■ SOURCE TEXT
★ ★ ★

Wednesday, July 6, 2016 @ 8:47 AM
Seven Swords in the Sermon on the Mount If you are going to quote Jesus from the Sermon on the Mount to oppose a Christian's stand against some sin or evil, then be aware of these things Jesus said in that Sermon too.
I want to offer a counter to those oft repeated seven sayings of Christ from His sermon by those who wish to scold Christian activists with them. - Dr. Ray Rooney, Jr.

The world and the Church seem to like the Sermon on the Mount found in the gospel of Matthew chapters 5-7.   Every time a Christian stands against sin someone is quoting Jesus from His famous sermon.  Whether it’s “Blessed are the meek, for they shall inherit the earth” (5:5), “Turn the other cheek” (not an exact quote of Jesus but it’s what everyone says…5:39), “Love your enemies” (5:44), “Pray in your closet” (again, not precisely what He said but same as above…6:6), “Do not be anxious about tomorrow” (6:34),  “Judge not, that you be not judged” (7:1) and of course…”do unto others as you would have them do unto you” (same as previous 2 quotes that get stretched a little…7:12). 

It’s great that a selfish world and the narcissistic churchgoer know those words from the Sermon on the Mount.  I stand by those passages because they actually are the words of Christ.  Of course, context is often ignored which pretty much changes the meanings but I am certainly not ashamed or afraid of being confronted with those words. 

But I want to offer a counter to those oft repeated seven sayings of Christ from His sermon by those who wish to scold Christian activists.  The following seven sayings are also found in the Sermon on the Mount.  They do not get a whole lot of circulation because it is difficult to translate them any way other than what they clearly say. If the world and liberal segments of Christianity are more than willing to tout the aforementioned sayings of Jesus, it’s time that the faithful remnant start sharing these seven swords from the Sermon on the Mount.

Sword #1:  “Blessed are you when others revile you and persecute you and utter all kinds of evil against you falsely on my account” (5:11). 

He goes on in verse 12 to say that “your reward is great in heaven.”   The meek inherit the earth but the faithful who are persecuted are rewarded greatly in Heaven.  Rare are the occasions when one is persecuted for being a doormat.  Again, this world is the blessing for being meek.  A great reward in Heaven is promised for the persecuted.  How many times has that been explained to the world and go-along-to-get-along church?

★ ★ ★

■ ITEMS

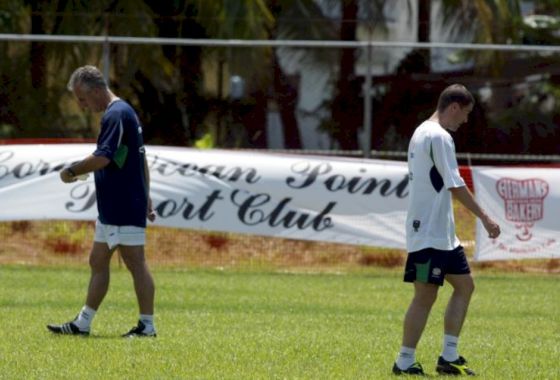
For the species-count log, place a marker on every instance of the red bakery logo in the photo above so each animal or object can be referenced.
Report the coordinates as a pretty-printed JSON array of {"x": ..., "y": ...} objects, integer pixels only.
[{"x": 523, "y": 202}]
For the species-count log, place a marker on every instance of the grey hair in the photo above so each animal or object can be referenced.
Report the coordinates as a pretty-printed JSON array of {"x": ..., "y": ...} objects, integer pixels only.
[{"x": 87, "y": 76}]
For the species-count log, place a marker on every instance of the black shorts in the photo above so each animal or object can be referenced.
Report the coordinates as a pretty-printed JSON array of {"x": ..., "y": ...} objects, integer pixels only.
[{"x": 431, "y": 265}]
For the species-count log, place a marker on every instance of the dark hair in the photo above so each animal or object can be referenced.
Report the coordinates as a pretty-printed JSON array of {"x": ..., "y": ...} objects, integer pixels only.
[{"x": 456, "y": 93}]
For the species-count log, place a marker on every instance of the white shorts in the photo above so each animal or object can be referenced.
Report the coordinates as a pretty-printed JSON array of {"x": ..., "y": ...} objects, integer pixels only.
[{"x": 119, "y": 235}]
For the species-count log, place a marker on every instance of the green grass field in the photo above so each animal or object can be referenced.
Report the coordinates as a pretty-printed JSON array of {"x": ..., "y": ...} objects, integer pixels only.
[{"x": 261, "y": 325}]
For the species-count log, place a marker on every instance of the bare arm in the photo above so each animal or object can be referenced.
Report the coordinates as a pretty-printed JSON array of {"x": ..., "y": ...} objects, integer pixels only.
[
  {"x": 89, "y": 164},
  {"x": 463, "y": 195}
]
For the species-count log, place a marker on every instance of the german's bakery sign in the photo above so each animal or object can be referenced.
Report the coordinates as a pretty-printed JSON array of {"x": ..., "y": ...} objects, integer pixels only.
[{"x": 523, "y": 201}]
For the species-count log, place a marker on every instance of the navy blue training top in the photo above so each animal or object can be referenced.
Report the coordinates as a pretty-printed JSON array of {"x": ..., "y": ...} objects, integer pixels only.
[{"x": 122, "y": 193}]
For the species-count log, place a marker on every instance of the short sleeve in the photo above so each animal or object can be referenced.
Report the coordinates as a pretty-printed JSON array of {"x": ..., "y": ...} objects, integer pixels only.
[
  {"x": 443, "y": 155},
  {"x": 110, "y": 136}
]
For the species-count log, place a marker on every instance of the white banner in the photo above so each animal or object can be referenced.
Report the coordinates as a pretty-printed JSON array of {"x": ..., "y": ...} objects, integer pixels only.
[
  {"x": 353, "y": 201},
  {"x": 525, "y": 203}
]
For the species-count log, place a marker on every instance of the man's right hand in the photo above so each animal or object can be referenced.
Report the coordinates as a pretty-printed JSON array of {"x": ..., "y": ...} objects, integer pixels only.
[
  {"x": 491, "y": 227},
  {"x": 66, "y": 176}
]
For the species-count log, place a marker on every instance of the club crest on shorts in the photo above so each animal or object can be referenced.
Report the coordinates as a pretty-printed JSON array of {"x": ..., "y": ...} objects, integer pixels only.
[{"x": 523, "y": 201}]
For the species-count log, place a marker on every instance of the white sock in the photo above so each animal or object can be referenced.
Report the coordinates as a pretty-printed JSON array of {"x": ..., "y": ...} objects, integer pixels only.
[
  {"x": 406, "y": 358},
  {"x": 148, "y": 321},
  {"x": 449, "y": 352},
  {"x": 83, "y": 321}
]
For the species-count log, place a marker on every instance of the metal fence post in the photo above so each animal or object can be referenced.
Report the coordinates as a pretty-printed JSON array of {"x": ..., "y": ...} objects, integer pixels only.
[{"x": 367, "y": 104}]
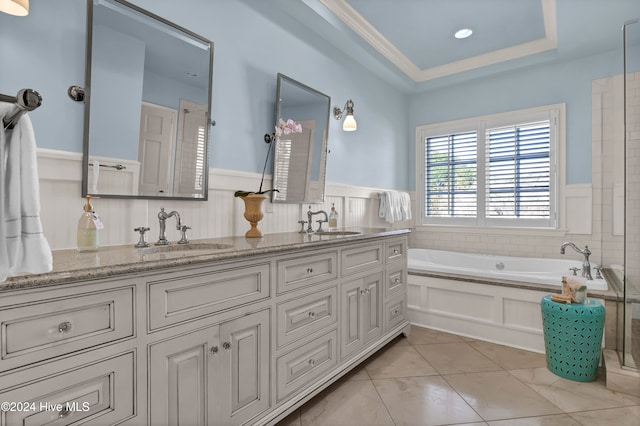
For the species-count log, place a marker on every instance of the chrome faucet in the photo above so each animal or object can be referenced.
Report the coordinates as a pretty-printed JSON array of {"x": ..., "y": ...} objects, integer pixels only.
[
  {"x": 162, "y": 218},
  {"x": 310, "y": 215},
  {"x": 586, "y": 266}
]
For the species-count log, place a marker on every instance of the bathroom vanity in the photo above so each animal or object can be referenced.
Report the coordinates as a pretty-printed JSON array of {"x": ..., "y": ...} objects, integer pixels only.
[{"x": 224, "y": 332}]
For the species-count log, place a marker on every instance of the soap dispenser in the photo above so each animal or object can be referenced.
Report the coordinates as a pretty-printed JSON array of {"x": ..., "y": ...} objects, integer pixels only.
[
  {"x": 333, "y": 218},
  {"x": 89, "y": 226}
]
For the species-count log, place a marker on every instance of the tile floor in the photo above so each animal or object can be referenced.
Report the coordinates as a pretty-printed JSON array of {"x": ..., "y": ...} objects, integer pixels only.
[{"x": 435, "y": 378}]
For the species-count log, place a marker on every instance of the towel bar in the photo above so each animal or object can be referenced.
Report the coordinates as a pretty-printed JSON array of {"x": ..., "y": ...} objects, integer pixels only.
[{"x": 26, "y": 100}]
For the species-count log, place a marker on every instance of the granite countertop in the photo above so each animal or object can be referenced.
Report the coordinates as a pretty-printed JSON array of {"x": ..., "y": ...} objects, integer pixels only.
[{"x": 71, "y": 266}]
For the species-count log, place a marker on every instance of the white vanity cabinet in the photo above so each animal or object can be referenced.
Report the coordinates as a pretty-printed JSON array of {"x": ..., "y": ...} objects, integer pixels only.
[
  {"x": 216, "y": 375},
  {"x": 361, "y": 312},
  {"x": 68, "y": 354},
  {"x": 243, "y": 338}
]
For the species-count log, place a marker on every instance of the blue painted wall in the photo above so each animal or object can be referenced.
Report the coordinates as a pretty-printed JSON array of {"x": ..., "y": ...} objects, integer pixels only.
[
  {"x": 46, "y": 51},
  {"x": 568, "y": 82}
]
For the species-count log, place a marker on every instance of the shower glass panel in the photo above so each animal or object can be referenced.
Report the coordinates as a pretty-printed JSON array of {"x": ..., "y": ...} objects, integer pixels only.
[{"x": 630, "y": 345}]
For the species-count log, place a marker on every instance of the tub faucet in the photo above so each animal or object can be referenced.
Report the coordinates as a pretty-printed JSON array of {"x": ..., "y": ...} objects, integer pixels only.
[
  {"x": 586, "y": 266},
  {"x": 162, "y": 218},
  {"x": 310, "y": 215}
]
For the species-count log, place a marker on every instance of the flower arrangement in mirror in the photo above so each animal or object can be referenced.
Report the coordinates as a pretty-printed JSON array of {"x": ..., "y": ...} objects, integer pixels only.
[{"x": 282, "y": 128}]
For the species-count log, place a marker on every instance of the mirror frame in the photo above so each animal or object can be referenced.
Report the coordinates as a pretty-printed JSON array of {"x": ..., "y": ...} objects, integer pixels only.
[
  {"x": 87, "y": 102},
  {"x": 324, "y": 150}
]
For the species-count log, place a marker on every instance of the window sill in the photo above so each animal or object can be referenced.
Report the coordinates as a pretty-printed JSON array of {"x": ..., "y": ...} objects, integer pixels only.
[{"x": 502, "y": 230}]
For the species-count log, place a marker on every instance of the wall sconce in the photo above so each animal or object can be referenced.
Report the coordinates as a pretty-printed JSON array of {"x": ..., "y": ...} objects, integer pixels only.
[
  {"x": 349, "y": 124},
  {"x": 15, "y": 7}
]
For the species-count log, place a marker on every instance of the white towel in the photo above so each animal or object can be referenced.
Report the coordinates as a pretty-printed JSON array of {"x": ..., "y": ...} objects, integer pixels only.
[
  {"x": 395, "y": 206},
  {"x": 23, "y": 247}
]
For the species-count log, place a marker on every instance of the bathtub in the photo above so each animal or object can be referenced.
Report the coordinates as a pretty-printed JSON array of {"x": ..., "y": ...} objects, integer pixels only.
[
  {"x": 501, "y": 268},
  {"x": 485, "y": 297}
]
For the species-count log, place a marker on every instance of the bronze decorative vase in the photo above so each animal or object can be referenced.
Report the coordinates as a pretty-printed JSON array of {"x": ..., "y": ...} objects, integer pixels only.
[{"x": 253, "y": 213}]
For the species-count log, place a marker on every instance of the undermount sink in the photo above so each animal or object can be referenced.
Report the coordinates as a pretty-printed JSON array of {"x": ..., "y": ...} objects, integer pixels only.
[
  {"x": 338, "y": 233},
  {"x": 184, "y": 248}
]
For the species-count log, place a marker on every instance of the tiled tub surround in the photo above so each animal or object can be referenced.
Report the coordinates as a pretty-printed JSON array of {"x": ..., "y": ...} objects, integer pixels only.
[
  {"x": 241, "y": 335},
  {"x": 491, "y": 309}
]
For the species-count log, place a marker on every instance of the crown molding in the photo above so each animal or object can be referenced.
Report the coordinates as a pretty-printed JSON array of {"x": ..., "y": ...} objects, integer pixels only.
[{"x": 347, "y": 14}]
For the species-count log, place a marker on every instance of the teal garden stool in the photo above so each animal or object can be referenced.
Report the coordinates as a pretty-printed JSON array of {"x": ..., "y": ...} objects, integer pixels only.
[{"x": 573, "y": 338}]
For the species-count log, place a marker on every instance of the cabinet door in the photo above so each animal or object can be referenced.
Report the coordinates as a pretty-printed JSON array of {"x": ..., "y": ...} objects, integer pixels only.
[
  {"x": 244, "y": 368},
  {"x": 180, "y": 379},
  {"x": 361, "y": 312},
  {"x": 351, "y": 314},
  {"x": 372, "y": 307}
]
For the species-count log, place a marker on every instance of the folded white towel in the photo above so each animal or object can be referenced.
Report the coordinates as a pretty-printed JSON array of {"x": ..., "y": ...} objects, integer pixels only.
[{"x": 23, "y": 247}]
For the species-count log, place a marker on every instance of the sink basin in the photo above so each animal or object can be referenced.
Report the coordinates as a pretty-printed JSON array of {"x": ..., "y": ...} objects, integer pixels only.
[
  {"x": 338, "y": 233},
  {"x": 184, "y": 248}
]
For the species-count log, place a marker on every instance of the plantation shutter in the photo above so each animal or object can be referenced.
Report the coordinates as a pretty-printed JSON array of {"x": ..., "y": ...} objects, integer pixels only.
[
  {"x": 518, "y": 171},
  {"x": 451, "y": 175}
]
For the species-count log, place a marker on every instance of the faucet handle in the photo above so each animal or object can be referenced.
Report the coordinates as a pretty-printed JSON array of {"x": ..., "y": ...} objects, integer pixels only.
[
  {"x": 598, "y": 274},
  {"x": 142, "y": 242}
]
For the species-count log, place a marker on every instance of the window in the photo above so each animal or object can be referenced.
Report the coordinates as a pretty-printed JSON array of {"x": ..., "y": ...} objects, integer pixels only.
[{"x": 491, "y": 171}]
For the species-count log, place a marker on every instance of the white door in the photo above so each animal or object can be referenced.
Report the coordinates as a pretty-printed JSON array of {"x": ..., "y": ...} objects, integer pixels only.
[{"x": 156, "y": 148}]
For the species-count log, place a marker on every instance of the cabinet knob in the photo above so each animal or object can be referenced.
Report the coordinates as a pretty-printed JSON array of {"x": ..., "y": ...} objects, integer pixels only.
[{"x": 64, "y": 327}]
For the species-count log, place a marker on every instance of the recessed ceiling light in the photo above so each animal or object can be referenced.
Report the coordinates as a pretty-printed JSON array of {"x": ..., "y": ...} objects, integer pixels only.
[{"x": 463, "y": 33}]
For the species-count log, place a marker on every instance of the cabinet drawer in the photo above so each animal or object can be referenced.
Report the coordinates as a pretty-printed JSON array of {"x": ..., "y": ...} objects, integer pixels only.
[
  {"x": 55, "y": 327},
  {"x": 303, "y": 365},
  {"x": 178, "y": 297},
  {"x": 302, "y": 316},
  {"x": 396, "y": 279},
  {"x": 100, "y": 393},
  {"x": 359, "y": 259},
  {"x": 395, "y": 312},
  {"x": 304, "y": 271},
  {"x": 395, "y": 250}
]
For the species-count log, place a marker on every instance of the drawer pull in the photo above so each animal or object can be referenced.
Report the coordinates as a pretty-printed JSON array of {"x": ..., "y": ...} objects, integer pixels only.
[
  {"x": 64, "y": 412},
  {"x": 64, "y": 327}
]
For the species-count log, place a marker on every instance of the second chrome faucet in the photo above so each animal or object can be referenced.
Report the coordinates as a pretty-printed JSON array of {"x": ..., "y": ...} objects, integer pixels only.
[
  {"x": 310, "y": 215},
  {"x": 162, "y": 219}
]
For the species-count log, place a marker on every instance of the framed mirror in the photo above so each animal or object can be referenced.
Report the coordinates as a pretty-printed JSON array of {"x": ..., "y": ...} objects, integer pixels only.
[
  {"x": 300, "y": 158},
  {"x": 147, "y": 105}
]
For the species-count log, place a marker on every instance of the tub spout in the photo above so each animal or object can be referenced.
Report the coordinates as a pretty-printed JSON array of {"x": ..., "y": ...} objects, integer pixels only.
[{"x": 586, "y": 266}]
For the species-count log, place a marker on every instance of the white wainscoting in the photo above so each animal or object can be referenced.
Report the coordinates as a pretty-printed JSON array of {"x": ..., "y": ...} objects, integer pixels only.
[
  {"x": 60, "y": 175},
  {"x": 503, "y": 315}
]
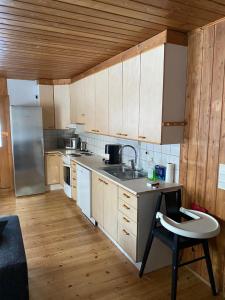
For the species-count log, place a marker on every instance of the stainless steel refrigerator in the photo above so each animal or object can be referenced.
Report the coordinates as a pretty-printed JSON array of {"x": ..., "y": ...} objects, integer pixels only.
[{"x": 27, "y": 147}]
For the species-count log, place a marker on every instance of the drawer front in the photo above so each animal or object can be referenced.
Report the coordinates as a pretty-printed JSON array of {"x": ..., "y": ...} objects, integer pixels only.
[
  {"x": 128, "y": 224},
  {"x": 128, "y": 197},
  {"x": 127, "y": 210},
  {"x": 127, "y": 241}
]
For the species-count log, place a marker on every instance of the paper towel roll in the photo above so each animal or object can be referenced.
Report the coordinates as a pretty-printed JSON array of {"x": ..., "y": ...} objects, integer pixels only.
[{"x": 170, "y": 173}]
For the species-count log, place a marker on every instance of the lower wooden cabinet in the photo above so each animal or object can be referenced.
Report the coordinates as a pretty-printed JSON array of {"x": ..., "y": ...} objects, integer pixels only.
[
  {"x": 105, "y": 204},
  {"x": 125, "y": 217},
  {"x": 52, "y": 168}
]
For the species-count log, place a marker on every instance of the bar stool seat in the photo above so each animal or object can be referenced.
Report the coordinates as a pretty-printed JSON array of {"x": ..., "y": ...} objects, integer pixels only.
[
  {"x": 179, "y": 228},
  {"x": 202, "y": 225}
]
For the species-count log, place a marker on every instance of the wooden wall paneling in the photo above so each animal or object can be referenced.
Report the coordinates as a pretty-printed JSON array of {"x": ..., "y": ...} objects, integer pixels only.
[
  {"x": 215, "y": 118},
  {"x": 6, "y": 169},
  {"x": 204, "y": 136}
]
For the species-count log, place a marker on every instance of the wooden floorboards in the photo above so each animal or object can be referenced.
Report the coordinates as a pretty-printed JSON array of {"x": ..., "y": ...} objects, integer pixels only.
[{"x": 70, "y": 259}]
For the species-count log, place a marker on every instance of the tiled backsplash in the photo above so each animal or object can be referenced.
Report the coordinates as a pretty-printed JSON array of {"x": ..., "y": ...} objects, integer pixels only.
[{"x": 149, "y": 155}]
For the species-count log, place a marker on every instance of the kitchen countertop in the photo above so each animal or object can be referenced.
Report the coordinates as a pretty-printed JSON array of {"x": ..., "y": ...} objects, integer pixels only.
[{"x": 95, "y": 163}]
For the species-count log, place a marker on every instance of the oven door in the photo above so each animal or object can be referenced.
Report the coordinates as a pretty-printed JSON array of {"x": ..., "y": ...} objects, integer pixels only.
[{"x": 67, "y": 174}]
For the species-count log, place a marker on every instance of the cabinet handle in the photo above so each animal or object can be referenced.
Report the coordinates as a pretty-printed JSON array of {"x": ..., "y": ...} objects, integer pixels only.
[
  {"x": 127, "y": 233},
  {"x": 125, "y": 206},
  {"x": 125, "y": 219},
  {"x": 125, "y": 195}
]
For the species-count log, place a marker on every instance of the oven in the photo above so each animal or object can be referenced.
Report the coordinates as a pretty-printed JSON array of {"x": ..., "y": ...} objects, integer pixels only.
[{"x": 67, "y": 176}]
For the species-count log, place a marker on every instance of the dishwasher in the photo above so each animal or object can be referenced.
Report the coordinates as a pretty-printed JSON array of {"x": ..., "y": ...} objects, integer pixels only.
[{"x": 84, "y": 190}]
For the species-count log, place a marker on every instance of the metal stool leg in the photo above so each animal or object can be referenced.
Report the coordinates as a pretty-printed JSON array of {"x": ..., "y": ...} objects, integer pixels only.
[
  {"x": 209, "y": 267},
  {"x": 147, "y": 250},
  {"x": 175, "y": 268}
]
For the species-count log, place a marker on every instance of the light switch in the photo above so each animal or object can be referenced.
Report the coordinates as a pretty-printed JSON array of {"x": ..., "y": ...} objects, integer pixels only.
[{"x": 221, "y": 177}]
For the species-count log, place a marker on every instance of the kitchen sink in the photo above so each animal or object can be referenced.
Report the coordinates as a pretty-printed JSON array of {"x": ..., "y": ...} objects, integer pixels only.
[{"x": 124, "y": 172}]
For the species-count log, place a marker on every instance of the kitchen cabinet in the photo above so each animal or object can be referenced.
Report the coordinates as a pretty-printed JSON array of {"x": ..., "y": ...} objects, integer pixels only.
[
  {"x": 115, "y": 99},
  {"x": 89, "y": 94},
  {"x": 131, "y": 85},
  {"x": 105, "y": 204},
  {"x": 62, "y": 106},
  {"x": 77, "y": 102},
  {"x": 47, "y": 104},
  {"x": 101, "y": 102},
  {"x": 61, "y": 170},
  {"x": 162, "y": 94},
  {"x": 97, "y": 198},
  {"x": 74, "y": 180},
  {"x": 52, "y": 168}
]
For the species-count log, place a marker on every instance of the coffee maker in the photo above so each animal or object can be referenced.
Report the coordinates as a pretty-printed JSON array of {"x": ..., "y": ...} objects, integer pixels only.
[{"x": 113, "y": 154}]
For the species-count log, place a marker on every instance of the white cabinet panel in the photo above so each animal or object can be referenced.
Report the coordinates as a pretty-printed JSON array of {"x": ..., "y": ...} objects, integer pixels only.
[
  {"x": 115, "y": 99},
  {"x": 131, "y": 86},
  {"x": 151, "y": 95},
  {"x": 62, "y": 106},
  {"x": 101, "y": 101}
]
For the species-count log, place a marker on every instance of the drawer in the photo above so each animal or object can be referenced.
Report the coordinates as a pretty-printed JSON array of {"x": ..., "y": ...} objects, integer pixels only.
[
  {"x": 128, "y": 224},
  {"x": 127, "y": 210},
  {"x": 128, "y": 197},
  {"x": 127, "y": 241}
]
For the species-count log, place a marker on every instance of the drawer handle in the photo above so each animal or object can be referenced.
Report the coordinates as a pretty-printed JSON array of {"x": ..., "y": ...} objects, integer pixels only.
[
  {"x": 127, "y": 233},
  {"x": 125, "y": 195},
  {"x": 127, "y": 207},
  {"x": 125, "y": 219}
]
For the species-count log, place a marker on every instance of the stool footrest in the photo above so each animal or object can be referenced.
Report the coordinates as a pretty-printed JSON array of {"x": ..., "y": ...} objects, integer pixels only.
[{"x": 191, "y": 261}]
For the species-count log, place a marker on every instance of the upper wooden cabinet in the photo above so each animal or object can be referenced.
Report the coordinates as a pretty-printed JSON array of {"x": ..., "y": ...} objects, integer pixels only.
[
  {"x": 77, "y": 102},
  {"x": 115, "y": 99},
  {"x": 162, "y": 94},
  {"x": 89, "y": 94},
  {"x": 47, "y": 103},
  {"x": 101, "y": 102},
  {"x": 62, "y": 106},
  {"x": 131, "y": 85}
]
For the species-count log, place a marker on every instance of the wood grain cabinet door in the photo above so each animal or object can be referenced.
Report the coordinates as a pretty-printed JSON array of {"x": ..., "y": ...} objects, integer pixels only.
[
  {"x": 110, "y": 208},
  {"x": 116, "y": 100},
  {"x": 101, "y": 100},
  {"x": 131, "y": 86},
  {"x": 151, "y": 95},
  {"x": 52, "y": 169},
  {"x": 47, "y": 104},
  {"x": 89, "y": 94},
  {"x": 77, "y": 102},
  {"x": 62, "y": 106},
  {"x": 97, "y": 198}
]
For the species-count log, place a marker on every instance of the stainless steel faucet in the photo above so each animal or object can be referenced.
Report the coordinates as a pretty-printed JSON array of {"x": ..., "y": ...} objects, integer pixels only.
[{"x": 133, "y": 161}]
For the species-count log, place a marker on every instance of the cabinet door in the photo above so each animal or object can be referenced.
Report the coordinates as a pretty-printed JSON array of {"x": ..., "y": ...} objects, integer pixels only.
[
  {"x": 52, "y": 169},
  {"x": 89, "y": 94},
  {"x": 110, "y": 208},
  {"x": 115, "y": 100},
  {"x": 151, "y": 95},
  {"x": 97, "y": 198},
  {"x": 131, "y": 86},
  {"x": 101, "y": 101},
  {"x": 77, "y": 102},
  {"x": 62, "y": 106},
  {"x": 61, "y": 170},
  {"x": 47, "y": 105}
]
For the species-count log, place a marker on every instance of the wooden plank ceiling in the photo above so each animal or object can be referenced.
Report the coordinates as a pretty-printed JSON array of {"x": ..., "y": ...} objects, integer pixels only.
[{"x": 59, "y": 39}]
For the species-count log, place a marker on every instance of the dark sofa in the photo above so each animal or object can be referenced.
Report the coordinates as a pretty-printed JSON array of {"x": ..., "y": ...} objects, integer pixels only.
[{"x": 13, "y": 264}]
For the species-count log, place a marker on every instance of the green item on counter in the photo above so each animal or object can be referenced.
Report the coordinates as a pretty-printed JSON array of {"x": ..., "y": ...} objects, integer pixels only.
[{"x": 153, "y": 177}]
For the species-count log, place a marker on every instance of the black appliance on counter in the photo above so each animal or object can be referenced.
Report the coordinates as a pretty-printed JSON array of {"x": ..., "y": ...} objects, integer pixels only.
[{"x": 113, "y": 151}]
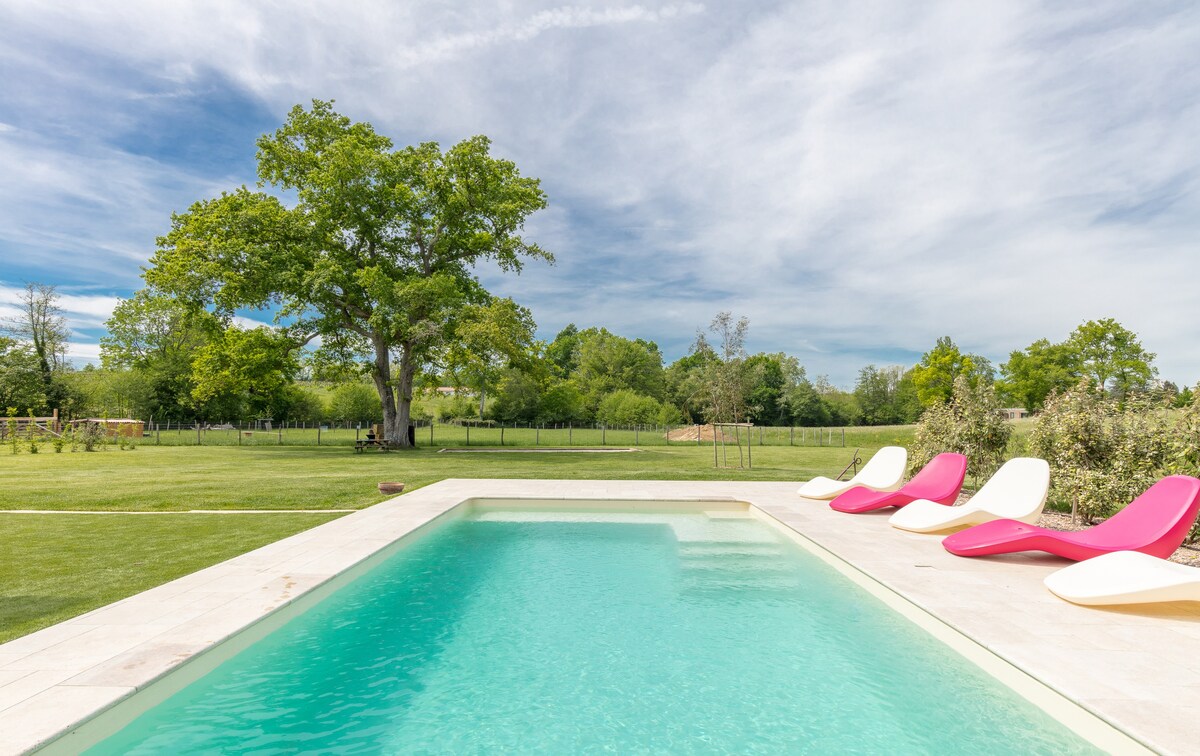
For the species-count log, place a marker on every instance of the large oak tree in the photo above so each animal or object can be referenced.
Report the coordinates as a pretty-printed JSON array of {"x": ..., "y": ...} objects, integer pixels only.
[{"x": 375, "y": 256}]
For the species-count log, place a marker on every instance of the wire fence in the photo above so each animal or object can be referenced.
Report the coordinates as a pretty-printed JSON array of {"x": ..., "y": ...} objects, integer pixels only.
[{"x": 453, "y": 435}]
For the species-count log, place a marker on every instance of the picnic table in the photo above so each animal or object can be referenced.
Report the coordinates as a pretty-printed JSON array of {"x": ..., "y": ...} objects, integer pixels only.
[{"x": 359, "y": 445}]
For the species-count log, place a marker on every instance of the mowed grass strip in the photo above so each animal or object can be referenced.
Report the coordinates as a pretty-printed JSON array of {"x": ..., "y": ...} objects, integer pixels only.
[
  {"x": 185, "y": 478},
  {"x": 57, "y": 567}
]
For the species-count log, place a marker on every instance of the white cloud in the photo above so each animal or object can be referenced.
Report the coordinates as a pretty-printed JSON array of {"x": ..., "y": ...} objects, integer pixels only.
[{"x": 857, "y": 183}]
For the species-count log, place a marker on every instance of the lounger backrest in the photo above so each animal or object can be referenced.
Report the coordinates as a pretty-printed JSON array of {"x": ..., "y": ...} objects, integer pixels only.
[
  {"x": 941, "y": 479},
  {"x": 885, "y": 469},
  {"x": 1018, "y": 489},
  {"x": 1164, "y": 511}
]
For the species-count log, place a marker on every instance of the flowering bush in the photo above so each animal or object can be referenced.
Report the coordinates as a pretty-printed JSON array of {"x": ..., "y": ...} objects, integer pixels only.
[
  {"x": 1102, "y": 453},
  {"x": 970, "y": 424}
]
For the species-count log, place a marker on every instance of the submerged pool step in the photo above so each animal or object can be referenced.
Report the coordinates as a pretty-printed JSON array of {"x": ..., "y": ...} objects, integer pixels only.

★ ★ ★

■ PROBLEM A
Can you reproduce the Sermon on the Mount commentary starting with "It’s great that" and going on through "swords from the Sermon on the Mount.", swapping in "attention" wherever "circulation" appears?
■ PROBLEM B
Can you continue the Sermon on the Mount commentary from its last sentence onward?

■ FINAL RESULT A
It’s great that a selfish world and the narcissistic churchgoer know those words from the Sermon on the Mount.  I stand by those passages because they actually are the words of Christ.  Of course, context is often ignored which pretty much changes the meanings but I am certainly not ashamed or afraid of being confronted with those words. 

But I want to offer a counter to those oft repeated seven sayings of Christ from His sermon by those who wish to scold Christian activists.  The following seven sayings are also found in the Sermon on the Mount.  They do not get a whole lot of attention because it is difficult to translate them any way other than what they clearly say. If the world and liberal segments of Christianity are more than willing to tout the aforementioned sayings of Jesus, it’s time that the faithful remnant start sharing these seven swords from the Sermon on the Mount.

■ FINAL RESULT B
Sword #2:  “You are the salt of the earth, but if salt has lost its taste, how shall its saltiness be restored? It is no longer good for anything except to be thrown out and trampled under people’s feet” (5:13).

Surely there isn’t anyone who would suggest that if something could not possibly happen Jesus would warn us against what cannot happen?  “You are the salt of the earth” and if y-o-u lose your saltiness you are “no longer good for anything…”  Jesus said some people might be good for nothing?  He sure did. This isn’t the place to do a Greek word study on the word “salt” but I encourage anyone who wants to to go right ahead.  And if anyone wants to suggest that Jesus is describing an impossible scenario then I suppose it could be said that those words themselves are good for nothing and should be trampled underfoot.  Any takers besides the Bible haters?

Sword #3: “For I tell you, unless your righteousness exceeds that of the scribes and Pharisees, you will never enter the kingdom of heaven” (5:20).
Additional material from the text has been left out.